MATERIAL FOR THE TASK
★ ★ ★ ★ ★ ★ ★
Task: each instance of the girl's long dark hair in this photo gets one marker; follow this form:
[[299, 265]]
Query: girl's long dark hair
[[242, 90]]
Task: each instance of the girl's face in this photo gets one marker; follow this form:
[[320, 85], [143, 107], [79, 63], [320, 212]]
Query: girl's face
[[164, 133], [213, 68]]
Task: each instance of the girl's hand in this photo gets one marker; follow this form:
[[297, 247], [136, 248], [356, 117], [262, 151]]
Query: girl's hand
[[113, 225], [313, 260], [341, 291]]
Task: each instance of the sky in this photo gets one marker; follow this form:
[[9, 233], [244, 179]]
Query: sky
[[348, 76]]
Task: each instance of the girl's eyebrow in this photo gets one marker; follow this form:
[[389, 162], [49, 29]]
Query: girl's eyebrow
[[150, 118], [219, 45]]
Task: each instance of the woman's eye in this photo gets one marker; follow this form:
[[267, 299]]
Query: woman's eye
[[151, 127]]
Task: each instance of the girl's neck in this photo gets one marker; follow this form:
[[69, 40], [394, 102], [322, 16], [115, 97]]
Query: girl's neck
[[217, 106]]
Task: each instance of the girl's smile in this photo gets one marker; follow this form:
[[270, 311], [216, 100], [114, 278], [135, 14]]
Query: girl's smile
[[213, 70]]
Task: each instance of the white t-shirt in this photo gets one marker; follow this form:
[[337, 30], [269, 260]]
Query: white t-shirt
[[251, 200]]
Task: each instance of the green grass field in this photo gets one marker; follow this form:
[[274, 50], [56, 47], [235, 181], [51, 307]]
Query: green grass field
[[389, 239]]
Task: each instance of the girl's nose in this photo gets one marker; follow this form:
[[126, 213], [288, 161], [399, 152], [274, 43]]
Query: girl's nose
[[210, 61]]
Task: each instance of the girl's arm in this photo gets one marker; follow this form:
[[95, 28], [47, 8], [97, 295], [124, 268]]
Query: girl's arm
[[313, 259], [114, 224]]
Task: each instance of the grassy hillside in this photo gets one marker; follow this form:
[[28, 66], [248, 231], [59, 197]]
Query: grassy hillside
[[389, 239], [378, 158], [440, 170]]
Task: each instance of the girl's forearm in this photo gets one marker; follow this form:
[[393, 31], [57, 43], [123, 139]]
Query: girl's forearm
★ ★ ★ ★ ★ ★ ★
WORK INSTRUCTIONS
From the records above, give again exactly the lines running from the line with "Task: each instance of the girl's neck" to the line with "Task: each instance of the girl's smile", inclusive.

FINISHED TASK
Task: each instance of the girl's neck in this photo gets one marker; follow this form:
[[69, 40], [394, 102], [322, 16], [115, 97]]
Query: girl's neck
[[217, 106]]
Task: each instance of the girl's smile in this photo gets one marker; follow this form:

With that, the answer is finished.